Provided entries –

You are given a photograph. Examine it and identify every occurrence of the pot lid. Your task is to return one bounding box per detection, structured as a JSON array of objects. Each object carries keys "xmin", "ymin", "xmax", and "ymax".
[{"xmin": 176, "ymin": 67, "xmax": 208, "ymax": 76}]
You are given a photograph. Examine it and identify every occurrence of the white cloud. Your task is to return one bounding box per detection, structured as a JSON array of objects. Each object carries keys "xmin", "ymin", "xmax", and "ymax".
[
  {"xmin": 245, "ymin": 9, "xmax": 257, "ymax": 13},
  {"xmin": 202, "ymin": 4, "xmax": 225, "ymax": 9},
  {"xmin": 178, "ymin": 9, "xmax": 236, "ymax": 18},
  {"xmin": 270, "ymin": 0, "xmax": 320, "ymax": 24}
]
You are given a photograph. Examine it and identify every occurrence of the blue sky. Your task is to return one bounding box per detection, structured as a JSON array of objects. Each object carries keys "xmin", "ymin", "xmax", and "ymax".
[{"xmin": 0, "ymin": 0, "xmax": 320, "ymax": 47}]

==

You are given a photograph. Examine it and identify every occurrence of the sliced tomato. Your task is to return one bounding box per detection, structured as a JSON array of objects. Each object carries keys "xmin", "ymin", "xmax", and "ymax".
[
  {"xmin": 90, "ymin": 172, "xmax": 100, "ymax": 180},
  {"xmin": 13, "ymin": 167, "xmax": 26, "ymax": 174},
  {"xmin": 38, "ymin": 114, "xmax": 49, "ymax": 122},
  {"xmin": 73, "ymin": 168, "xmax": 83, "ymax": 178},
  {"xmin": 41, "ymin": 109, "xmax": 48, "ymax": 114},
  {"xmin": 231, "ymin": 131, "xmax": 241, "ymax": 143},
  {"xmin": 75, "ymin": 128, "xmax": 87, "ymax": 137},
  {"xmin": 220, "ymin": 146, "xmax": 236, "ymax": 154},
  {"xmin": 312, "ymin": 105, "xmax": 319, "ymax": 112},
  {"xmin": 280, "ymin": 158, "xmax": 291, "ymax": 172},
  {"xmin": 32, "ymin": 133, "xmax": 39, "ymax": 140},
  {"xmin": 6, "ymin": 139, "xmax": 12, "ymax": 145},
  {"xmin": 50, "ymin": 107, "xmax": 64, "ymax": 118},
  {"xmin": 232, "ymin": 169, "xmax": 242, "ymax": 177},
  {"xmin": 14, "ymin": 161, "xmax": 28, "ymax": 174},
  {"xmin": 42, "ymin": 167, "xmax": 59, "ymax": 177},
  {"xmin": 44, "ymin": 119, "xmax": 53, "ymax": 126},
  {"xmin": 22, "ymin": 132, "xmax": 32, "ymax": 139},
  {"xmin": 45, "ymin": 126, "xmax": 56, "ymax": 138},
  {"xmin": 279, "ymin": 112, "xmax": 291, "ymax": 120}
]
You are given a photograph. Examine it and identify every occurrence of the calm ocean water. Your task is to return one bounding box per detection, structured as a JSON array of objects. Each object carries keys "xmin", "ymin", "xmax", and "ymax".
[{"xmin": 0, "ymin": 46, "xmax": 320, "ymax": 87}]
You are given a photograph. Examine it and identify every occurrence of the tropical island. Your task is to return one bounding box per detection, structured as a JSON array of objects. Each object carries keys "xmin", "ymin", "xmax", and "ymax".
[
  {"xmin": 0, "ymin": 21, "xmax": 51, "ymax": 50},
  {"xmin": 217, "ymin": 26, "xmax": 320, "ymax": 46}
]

--

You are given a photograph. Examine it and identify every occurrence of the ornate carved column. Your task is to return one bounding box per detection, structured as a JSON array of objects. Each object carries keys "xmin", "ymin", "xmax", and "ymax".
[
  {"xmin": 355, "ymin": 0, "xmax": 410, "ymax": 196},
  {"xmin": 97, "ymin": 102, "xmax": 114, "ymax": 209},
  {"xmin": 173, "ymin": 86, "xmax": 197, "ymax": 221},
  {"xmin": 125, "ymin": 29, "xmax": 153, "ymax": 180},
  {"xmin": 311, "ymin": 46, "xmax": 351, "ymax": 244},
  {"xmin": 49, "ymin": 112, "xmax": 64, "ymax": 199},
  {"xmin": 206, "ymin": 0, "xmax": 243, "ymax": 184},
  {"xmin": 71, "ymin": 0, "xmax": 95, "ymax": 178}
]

Requirements – How many lines in the records above contain the string "cloud", with case matching? Reply with the number only.

Response to this task – 1